Think-Pair-Share implemented in dentistry

School of Dentistry professor develops innovative seminar format with former student

Jessalyn King - 11 September 2020

Dr. Seema Ganatra, Clinical Professor in Oral Medicine and Pathology at the University of Alberta School of Dentistry, and Dr. Tania Doblanko, casual instructor at the School (and Ganatra's former student), have introduced a new seminar format as a component of the existing oral pathology course.

In this seminar, instructors provide actual patient cases to pairs of dental students (one in the third year and one in fourth). The students consider the case individually ("Think"), diagnose it in pairs ("Pair"), then share their findings with the rest of the class ("Share"). Ganatra and Doblanko then add a wildcard, which modifies the case with other scenarios, such as hypertension, street-drug use or telling a patient they have cancer, which affects the students' treatment strategy. Once the case has been presented, Ganatra explains how she actually managed the patient, adding a narrative storytelling component.

This format was inspired by feedback from Doblanko when she was a student in the seminar. She says, "As a student, I learned best when I was put in the position of formulating a clinical decision on my own, and then discussing my thinking process with an experienced clinician."
┄┄┄┄┄┄┄┄┄┄┄┄┄┄┄┄┄┄┄┄
[What you will do]
[a] In the article on the Think-Pair-Share dentistry seminar, whose feedback inspired the new format?
[b] Summarize the article on the Think-Pair-Share dentistry seminar in two sentences.
[c] Please extend the article on the Think-Pair-Share dentistry seminar beyond its final sentence.

[The data]
┄┄┄┄┄┄┄┄┄┄┄┄┄┄┄┄┄┄┄┄
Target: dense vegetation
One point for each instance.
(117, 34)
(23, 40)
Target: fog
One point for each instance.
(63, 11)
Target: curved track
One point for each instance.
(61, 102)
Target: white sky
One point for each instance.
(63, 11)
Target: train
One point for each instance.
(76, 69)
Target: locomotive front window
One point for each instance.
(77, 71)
┄┄┄┄┄┄┄┄┄┄┄┄┄┄┄┄┄┄┄┄
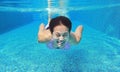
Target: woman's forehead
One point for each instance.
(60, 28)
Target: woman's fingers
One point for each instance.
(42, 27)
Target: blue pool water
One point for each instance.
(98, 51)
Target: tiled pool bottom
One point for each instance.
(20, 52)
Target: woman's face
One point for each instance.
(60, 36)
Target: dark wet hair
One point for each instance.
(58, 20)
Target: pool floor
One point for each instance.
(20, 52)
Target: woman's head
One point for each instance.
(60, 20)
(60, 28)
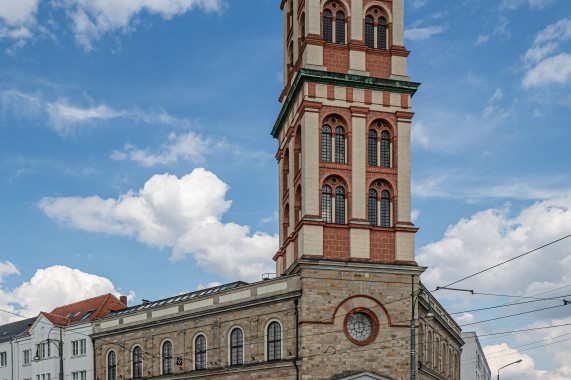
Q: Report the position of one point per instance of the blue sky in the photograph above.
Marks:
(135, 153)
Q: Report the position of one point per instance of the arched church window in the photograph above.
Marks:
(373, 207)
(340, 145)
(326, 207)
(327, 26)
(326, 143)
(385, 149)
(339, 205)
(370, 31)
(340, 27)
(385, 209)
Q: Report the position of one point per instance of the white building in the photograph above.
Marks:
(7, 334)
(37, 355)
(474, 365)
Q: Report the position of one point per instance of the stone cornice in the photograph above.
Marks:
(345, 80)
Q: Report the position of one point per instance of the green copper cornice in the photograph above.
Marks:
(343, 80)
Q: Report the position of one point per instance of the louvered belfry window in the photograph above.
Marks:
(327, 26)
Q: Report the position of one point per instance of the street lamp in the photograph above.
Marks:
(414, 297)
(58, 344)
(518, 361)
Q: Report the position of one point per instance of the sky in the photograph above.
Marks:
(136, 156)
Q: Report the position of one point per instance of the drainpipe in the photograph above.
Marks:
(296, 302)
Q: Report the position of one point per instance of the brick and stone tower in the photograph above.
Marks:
┄┄┄┄┄┄┄┄┄┄┄┄┄┄┄┄┄┄┄┄
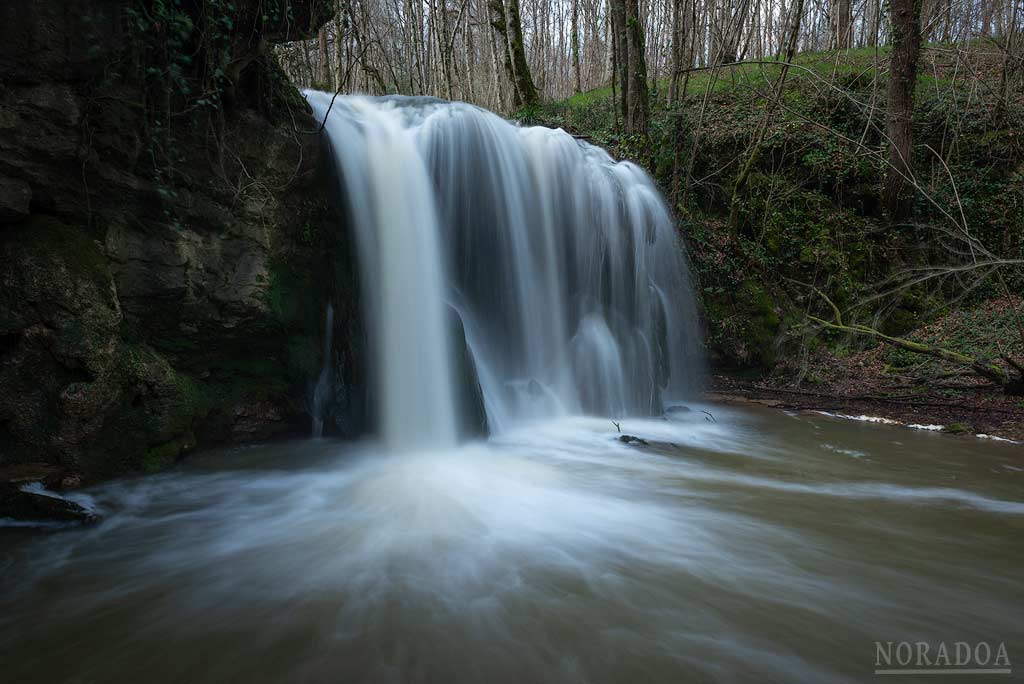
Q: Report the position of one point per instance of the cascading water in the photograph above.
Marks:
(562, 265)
┄┄┄┄┄┄┄┄┄┄┄┄┄┄┄┄┄┄┄┄
[Outputs by task]
[a] Dr. Tania Doblanko's feedback, from when she was a student in the seminar.

[b] Dr. Seema Ganatra and her former student Dr. Tania Doblanko have added a new seminar format to the University of Alberta School of Dentistry's oral pathology course, inspired by Doblanko's feedback as a student. Pairs of third- and fourth-year students think through real patient cases alone, diagnose them together and share their findings with the class, after which the instructors add a wildcard scenario and Ganatra explains how she actually managed the patient.

[c]
The presence of the "asymmetrical" pairs (from different year groups) provides a mentoring component. Ganatra says, "The third-year students are responsible only for a simple portion of the seminar presentation but can learn from their senior classmates."

Doblanko says, "This format brings more discussion about real-life clinical experiences into the seminar setting. The students benefit by thinking through treatment plans and discussing them with experts before they face these situations in private practice alone."

Dr. Arnaldo Perez Garcia, Education Research Methodologist with the Educational Research & Scholarship Unit (ERSU), helped Ganatra and Doblanko develop their seminar into a research study. He says, "The innovative thing about Seema's seminars is how many elements she was able to successfully combine to the students' benefit." The seminar combined Think-Pair-Share, narrative storytelling, mentoring, and the wildcard mechanism to have the students think on their feet.

This format challenges students' quick-thinking and knowledge application but is also a challenge for instructors. Ganatra says instructors need to be strict with time management while also redirecting students before they go off on tangents and making them feel comfortable enough to develop their own thinking. She says, "I think it's something every instructor can do, but it changes the way we look at our students and how we teach. It takes practice."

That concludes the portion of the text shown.